Paper No. 20-8
Presentation Time: 10:10 AM
EVOLVING MODELS FOR FACIES AND COMPOSITIONAL VARIATIONS IN THE MURRAY FORMATION MUDSTONE, GALE CRATER, MARS (Invited Presentation)
The Murray formation, Gale crater, Mars contains one major depositional facies – laminated mudstone – deposited in a lake; and minor additional facies – ripple cross laminated and trough cross bedded sandstones – representing subaqueous delta foreslope, fluvial, or eolian environments. The persistence of fine lamination, locally with scour and drape truncation surfaces, and absence of desiccation cracks, prism cracks, intraclasts, displacive evaporite crystals and nodules all suggest a perennial lake formed at depths great enough to avoid seasonal desiccation. Possible eolian and fluvial deposits would indicate base level lowering during longer-term lake level oscillation. Two compositional facies are observed based on elemental and mineralogic data, a hematite-sulfate (HS) facies and magnetite-silica (MS) facies. The HS facies comprises the lower few meters of stratigraphy exposed in the foothills of Mt Sharp, and transitions upward without any major change in the physical facies into the MS facies which persists through ~10 meters up to higher levels in the Murray formation. Thinning of lamination from ~2 mm to ~0.5 mm coincides with the compositional facies transition. At the highest stratigraphic levels studied by Curiosity hematitic rocks are encountered again but lack significant sulfates that are not associated with later diagenesis; physical facies are a mixture of finely laminated mudstones and trough crossbedded fine sandstones. Two models best fit the physical and compositional data. In the first case, variations in the composition of fine clastic detritus delivered to the lake via marginal sediment plumes, coupled with redox oscillations in the composition of authigenic minerals precipitated from the lake. In the second model, originally reduced sediments of either detrital or authigenic origin are oxidized during burial diagenesis related to circulation of oxidizing groundwaters, converting reduced species, e.g. magnetite and sulfides, to hematite and Fe-sulfates. In either case, at least some fraction of the high silica material in the HM facies is likely be detrital (tridymite), and it seems most likely that Mg-sulfates which form concretions are related to burial diagenesis and not the primary environment.

Data provided

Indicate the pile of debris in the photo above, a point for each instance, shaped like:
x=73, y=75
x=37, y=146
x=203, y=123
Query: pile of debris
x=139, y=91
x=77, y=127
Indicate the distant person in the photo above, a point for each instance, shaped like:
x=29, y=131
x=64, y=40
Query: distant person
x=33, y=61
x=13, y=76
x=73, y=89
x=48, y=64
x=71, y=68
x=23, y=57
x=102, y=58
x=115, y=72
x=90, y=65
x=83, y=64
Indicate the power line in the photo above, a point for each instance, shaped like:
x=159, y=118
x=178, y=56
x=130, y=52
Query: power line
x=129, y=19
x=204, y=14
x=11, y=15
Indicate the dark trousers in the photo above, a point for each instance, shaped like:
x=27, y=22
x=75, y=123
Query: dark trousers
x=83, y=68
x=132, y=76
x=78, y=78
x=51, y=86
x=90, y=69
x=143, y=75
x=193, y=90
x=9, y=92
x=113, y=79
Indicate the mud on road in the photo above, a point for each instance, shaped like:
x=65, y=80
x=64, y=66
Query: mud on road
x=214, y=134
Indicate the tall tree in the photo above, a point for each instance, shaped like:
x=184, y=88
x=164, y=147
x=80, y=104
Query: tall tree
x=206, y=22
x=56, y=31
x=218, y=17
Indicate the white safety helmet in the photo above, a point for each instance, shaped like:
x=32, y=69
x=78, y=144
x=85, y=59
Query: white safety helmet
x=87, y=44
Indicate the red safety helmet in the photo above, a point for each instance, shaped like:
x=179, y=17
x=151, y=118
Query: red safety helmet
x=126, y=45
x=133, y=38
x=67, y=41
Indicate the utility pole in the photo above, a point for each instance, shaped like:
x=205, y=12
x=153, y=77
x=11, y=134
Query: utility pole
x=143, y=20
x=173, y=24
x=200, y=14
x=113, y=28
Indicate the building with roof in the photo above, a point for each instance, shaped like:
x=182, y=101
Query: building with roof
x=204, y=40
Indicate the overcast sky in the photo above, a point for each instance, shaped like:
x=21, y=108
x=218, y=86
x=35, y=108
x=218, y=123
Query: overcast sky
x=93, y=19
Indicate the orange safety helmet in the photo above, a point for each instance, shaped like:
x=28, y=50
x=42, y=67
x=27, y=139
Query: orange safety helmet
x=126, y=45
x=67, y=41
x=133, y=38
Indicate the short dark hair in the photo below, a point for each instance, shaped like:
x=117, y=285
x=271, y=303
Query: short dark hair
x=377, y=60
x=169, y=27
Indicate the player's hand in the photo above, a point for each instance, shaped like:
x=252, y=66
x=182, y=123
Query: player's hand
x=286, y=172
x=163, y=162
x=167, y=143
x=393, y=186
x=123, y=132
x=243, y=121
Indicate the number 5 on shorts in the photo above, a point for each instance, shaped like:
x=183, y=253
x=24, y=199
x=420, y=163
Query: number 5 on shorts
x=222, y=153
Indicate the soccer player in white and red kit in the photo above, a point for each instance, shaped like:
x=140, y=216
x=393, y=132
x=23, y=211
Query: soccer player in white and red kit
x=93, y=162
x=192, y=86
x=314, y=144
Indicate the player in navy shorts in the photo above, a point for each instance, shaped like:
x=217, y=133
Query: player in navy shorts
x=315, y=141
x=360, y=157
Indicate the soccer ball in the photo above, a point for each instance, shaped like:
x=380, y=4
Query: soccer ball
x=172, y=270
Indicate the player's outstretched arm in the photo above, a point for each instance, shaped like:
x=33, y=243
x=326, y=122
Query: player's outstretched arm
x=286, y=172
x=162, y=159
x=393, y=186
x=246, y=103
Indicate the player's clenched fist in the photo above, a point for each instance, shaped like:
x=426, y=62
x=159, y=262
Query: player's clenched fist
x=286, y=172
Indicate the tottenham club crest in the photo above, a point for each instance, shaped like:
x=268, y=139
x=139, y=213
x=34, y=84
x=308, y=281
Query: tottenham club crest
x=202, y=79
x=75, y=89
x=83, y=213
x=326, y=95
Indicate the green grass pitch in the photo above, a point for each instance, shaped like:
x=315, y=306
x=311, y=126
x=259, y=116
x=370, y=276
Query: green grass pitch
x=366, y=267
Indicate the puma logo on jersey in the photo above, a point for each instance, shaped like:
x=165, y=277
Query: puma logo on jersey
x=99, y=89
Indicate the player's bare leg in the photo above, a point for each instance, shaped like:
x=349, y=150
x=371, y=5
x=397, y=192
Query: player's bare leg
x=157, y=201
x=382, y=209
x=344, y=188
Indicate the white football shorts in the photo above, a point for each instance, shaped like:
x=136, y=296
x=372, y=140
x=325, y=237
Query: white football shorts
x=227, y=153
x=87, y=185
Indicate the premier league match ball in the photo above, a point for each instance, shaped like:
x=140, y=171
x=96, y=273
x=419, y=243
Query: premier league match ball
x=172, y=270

Task set
- 1) According to the Murray formation abstract, what are the two compositional facies identified from elemental and mineralogic data?
- 2) From the Murray formation abstract, return the part that opens with the words containing "Paper No. 20-8" and closes with "MARS (Invited Presentation)".

Problem solutions
- 1) A hematite-sulfate (HS) facies and a magnetite-silica (MS) facies.

- 2)
Paper No. 20-8
Presentation Time: 10:10 AM
EVOLVING MODELS FOR FACIES AND COMPOSITIONAL VARIATIONS IN THE MURRAY FORMATION MUDSTONE, GALE CRATER, MARS (Invited Presentation)